§ How to complete this task:
Restate each entry shown beneath this instruction, keeping its wording intact.

§ Dataset entries:
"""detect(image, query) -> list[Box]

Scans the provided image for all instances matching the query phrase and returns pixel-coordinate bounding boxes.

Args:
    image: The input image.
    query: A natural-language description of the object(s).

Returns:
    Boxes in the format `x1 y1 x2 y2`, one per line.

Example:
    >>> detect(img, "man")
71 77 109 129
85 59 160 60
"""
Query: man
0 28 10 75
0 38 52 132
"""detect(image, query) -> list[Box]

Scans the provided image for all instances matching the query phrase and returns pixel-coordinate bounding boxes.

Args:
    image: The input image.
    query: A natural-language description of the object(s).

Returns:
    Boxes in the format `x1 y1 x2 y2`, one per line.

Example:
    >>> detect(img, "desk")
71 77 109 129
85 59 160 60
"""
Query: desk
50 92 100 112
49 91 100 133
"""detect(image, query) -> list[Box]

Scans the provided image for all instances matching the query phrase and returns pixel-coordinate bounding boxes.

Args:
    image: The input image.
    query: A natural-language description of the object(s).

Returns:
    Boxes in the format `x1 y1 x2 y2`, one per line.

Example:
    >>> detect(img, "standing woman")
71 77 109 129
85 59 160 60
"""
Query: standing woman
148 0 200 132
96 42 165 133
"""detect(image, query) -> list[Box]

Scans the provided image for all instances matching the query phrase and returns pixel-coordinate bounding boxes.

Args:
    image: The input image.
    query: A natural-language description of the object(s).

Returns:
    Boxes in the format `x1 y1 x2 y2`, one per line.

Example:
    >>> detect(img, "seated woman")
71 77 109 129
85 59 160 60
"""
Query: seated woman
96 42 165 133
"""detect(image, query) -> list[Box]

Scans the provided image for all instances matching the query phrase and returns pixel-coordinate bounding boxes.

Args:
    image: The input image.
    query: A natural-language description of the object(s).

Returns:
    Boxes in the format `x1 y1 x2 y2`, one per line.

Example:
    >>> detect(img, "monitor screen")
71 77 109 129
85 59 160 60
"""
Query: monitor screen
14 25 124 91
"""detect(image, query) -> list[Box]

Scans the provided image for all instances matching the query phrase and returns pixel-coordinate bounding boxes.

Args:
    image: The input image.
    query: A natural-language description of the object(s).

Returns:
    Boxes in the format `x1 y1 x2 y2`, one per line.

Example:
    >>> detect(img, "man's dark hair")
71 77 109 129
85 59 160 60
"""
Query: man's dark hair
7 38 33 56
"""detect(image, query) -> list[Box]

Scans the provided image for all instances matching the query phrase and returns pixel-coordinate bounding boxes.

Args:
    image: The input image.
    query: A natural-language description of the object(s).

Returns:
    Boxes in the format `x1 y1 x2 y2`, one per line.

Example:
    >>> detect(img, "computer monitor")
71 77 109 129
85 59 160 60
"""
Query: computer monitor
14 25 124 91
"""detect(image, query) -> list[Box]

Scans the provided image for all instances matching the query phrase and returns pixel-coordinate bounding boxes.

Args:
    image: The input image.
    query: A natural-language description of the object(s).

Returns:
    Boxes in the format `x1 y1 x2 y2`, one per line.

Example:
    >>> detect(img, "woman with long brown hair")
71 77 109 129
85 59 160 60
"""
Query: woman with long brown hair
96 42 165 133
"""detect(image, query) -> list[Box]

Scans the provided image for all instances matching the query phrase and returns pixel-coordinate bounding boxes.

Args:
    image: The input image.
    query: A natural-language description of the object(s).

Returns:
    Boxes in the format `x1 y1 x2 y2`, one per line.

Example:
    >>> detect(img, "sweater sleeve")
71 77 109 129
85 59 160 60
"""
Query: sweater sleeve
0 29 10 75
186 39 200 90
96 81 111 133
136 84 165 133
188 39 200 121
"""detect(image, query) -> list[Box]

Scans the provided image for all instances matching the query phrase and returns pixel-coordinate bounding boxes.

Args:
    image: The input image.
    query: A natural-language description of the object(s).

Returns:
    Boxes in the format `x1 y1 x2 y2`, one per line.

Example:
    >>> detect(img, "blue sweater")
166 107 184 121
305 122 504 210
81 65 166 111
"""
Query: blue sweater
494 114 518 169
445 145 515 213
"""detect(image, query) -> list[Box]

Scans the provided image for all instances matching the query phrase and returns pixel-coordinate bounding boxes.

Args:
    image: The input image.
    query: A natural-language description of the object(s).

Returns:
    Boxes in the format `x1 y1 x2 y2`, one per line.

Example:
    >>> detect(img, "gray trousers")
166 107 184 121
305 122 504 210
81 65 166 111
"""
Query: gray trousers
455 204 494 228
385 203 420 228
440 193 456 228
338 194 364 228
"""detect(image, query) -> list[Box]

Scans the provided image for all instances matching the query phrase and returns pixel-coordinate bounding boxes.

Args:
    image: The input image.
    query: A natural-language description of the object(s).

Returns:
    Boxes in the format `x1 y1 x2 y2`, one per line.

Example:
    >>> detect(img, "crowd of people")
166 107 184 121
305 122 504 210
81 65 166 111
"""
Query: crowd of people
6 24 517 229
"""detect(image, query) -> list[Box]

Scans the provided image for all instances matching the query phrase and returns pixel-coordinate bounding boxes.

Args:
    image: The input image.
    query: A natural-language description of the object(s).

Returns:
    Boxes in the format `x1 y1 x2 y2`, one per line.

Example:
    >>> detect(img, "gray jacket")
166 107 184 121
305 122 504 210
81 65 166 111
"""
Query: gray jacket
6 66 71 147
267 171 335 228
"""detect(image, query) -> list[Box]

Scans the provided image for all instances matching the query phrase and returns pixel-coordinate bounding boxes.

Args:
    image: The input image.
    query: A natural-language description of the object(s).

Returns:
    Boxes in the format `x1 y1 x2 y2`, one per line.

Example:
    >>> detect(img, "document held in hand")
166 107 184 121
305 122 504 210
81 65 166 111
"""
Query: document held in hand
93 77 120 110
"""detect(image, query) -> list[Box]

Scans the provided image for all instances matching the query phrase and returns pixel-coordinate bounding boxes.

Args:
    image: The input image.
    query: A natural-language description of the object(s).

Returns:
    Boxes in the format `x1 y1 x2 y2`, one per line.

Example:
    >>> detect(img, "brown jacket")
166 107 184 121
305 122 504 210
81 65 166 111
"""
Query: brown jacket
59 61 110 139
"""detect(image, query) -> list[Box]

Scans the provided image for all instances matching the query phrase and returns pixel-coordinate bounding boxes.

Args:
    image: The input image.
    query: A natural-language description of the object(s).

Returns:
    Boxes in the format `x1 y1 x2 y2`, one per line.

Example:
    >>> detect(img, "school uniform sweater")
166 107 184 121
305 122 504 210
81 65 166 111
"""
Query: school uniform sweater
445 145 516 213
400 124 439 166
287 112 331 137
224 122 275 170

§ Answer to this task:
"""detect(image, query) -> list[Box]

Scans the provided image for all instances matching the query phrase and returns pixel-coordinate bounding boxes.

Args:
    image: The input image.
    query: A natural-language description of the object(s).

Returns:
    Boxes in the format `x1 y1 x2 y2`, one per line.

Example:
    >>> detect(img, "man")
71 77 109 129
85 59 160 60
"""
Query: man
0 28 10 75
0 38 52 132
"""detect(image, query) -> list[Box]

Scans the provided image for all instances matching the query phrase and returns pixel-coordinate bounding boxes.

Args:
    image: The input image.
    query: A natural-language description of the object(s).

Returns:
    Boxes in the format `x1 y1 x2 y2`, one per line.

Example:
    >>> detect(img, "desk")
71 77 109 129
85 59 160 60
"""
Query: desk
50 92 100 112
49 91 100 133
"""detect(image, query) -> list[Box]

Scans the provided image for all instances matching the query phrase and returns pixel-coordinate bounding boxes.

Args:
    image: The input image.
    query: A natural-language description of the object(s).

Returns:
    Boxes in the format `x1 y1 x2 y2`, one per line.

Example:
    >>> detect(img, "standing woman")
71 77 109 129
85 59 160 60
"""
Query: standing woman
148 0 200 132
96 42 165 133
"""detect(image, query) -> list[Box]

Scans the provided image for all instances matching the query phrase and returns pixel-coordinate bounding boxes.

Args:
    image: The input image.
    query: A natural-language description of the object(s).

Returns:
    Boxes in the format `x1 y1 x2 y2`, one per line.

Example:
    >>> detect(img, "seated woman")
71 77 109 129
85 59 160 60
"""
Query: seated woman
96 42 165 133
"""detect(image, query) -> list[Box]

Scans the provided image for all instances matching the query phrase and returns pixel-coordinate bounding boxes.

Args:
    image: The input image.
    query: A natural-language description of the object(s).

Returns:
    Boxes in the format `x1 y1 x2 y2`, one per line.

Example:
    >>> detect(img, "monitor screen")
71 77 109 129
85 59 160 60
"""
Query: monitor screen
14 25 124 91
"""detect(image, query) -> list[Box]

Scans the provided image for all instances matching the query phrase and returns pixel-coordinate bounding boxes.

Args:
    image: The input image.
    query: A natural-language description of the object(s).

Returns:
    Boxes in the format `x1 y1 x2 y2`, one per line.

Example:
    >>> detect(img, "man's dark hair")
71 77 109 129
85 59 160 60
"""
Query: man's dark hair
7 38 33 56
"""detect(image, query) -> list[Box]

Scans the provided image for all instances matching the query phrase and returns pixel-coordinate bounding boxes.

Args:
    image: The input image.
    query: A natural-language description of the object(s).

Returns:
    Boxes in the format `x1 y1 x2 y2`, one per line.

Example:
    >>> detect(img, "computer monitor")
71 77 109 129
85 59 160 60
"""
Query: computer monitor
14 25 124 91
"""detect(image, query) -> list[Box]

Scans the provided image for all instances matching the query phrase and returns pixel-coordinate bounding boxes.

Args:
    image: The input image.
    query: A natural-language description of the object(s).

Returns:
    Boxes in the format `x1 y1 x2 y2`, one per line.

Example:
    >>> detect(img, "woman with long brown hair")
71 77 109 129
85 59 160 60
"""
Query: woman with long brown hair
96 42 165 133
"""detect(image, query) -> list[Box]

Scans the provided image for all instances matching the query phrase and returns pixel-coordinate bounding boxes.

Args:
    image: The input image.
    query: A natural-language description of the object(s).

Returns:
    Boxes in the format `x1 y1 x2 y2`, one per line.

Example:
    >>> detect(img, "sweater sleeve")
71 77 109 129
85 59 160 60
"""
Query: sweater sleeve
0 29 10 75
186 39 200 90
96 81 111 133
136 84 165 133
188 39 200 121
"""detect(image, query) -> list[Box]

Scans the provided image for all instances matching the query phrase and returns pixel-coordinate bounding boxes.

Args:
    image: The input image.
    query: A natural-language description of the object(s).

Returns:
    Boxes in the format `x1 y1 x2 y2`, one per line.

Example:
    >>> detect(img, "blue sweater")
166 107 184 121
305 122 504 210
81 65 166 111
"""
Query: blue sweater
494 114 518 169
445 145 515 213
"""detect(image, query) -> list[Box]

Scans the provided image for all instances matching the query phrase and returns pixel-coordinate bounding boxes.

Args:
    image: The input image.
    query: A natural-language description of the object(s).

Returns:
    Boxes in the format `x1 y1 x2 y2`, one per line.

Example:
    >>> detect(img, "gray trousers")
166 107 184 121
305 122 504 210
81 65 166 111
"""
Query: gray trousers
455 204 494 228
385 203 420 228
440 193 456 228
338 194 364 228
"""detect(image, query) -> list[Box]

Scans the provided image for all instances matching the query phrase and returns pixel-coordinate bounding boxes.

Args:
    image: The input image.
    query: A natural-language description of the object(s).

Returns:
    Boxes in the format `x1 y1 x2 y2`, one per line.

Example:
    >>> detect(img, "crowd of people")
166 107 184 121
305 122 504 210
81 65 166 111
"""
Query: crowd of people
6 24 517 229
"""detect(image, query) -> list[Box]

Scans the provided image for all instances matching the query phrase and returns pixel-coordinate bounding boxes.

Args:
    image: The input image.
    query: A natural-language description of the object(s).

Returns:
    Boxes in the format `x1 y1 x2 y2`, one per line.

Example:
    >>> detect(img, "gray jacket")
166 107 184 121
305 122 504 210
81 65 166 111
"""
Query: gray jacket
6 66 71 147
267 171 335 228
"""detect(image, query) -> list[Box]

Scans the provided image for all instances matching the query phrase and returns pixel-coordinate bounding boxes.

Args:
    image: The input image.
    query: A natural-language description of the object(s).

Returns:
    Boxes in the format `x1 y1 x2 y2`, one per line.

Example:
    >>> detect(img, "document held in hand")
166 107 184 121
305 122 504 210
81 65 166 111
"""
Query: document held in hand
93 77 120 110
"""detect(image, query) -> list[Box]

Scans the provided image for all instances matching the query phrase and returns pixel-coordinate bounding boxes.

Args:
    image: The input image.
    query: A natural-language description of the object(s).

Returns:
    Boxes in the format `x1 y1 x2 y2`, one per line.

Example:
    >>> detect(img, "brown jacket")
166 107 184 121
305 122 504 210
81 65 166 111
"""
Query: brown jacket
59 61 110 139
"""detect(image, query) -> list[Box]

Scans the provided image for all instances matching the query phrase and returns pixel-coordinate bounding boxes.

Args:
    image: The input image.
    query: A natural-language description of the object(s).

Returns:
    Boxes in the format `x1 y1 x2 y2`, one per line.

Example:
    >>> detect(img, "school uniform sweater")
166 107 184 121
305 122 504 210
81 65 166 111
"""
Query: school uniform sweater
445 145 516 213
400 124 439 166
287 112 331 137
224 122 275 170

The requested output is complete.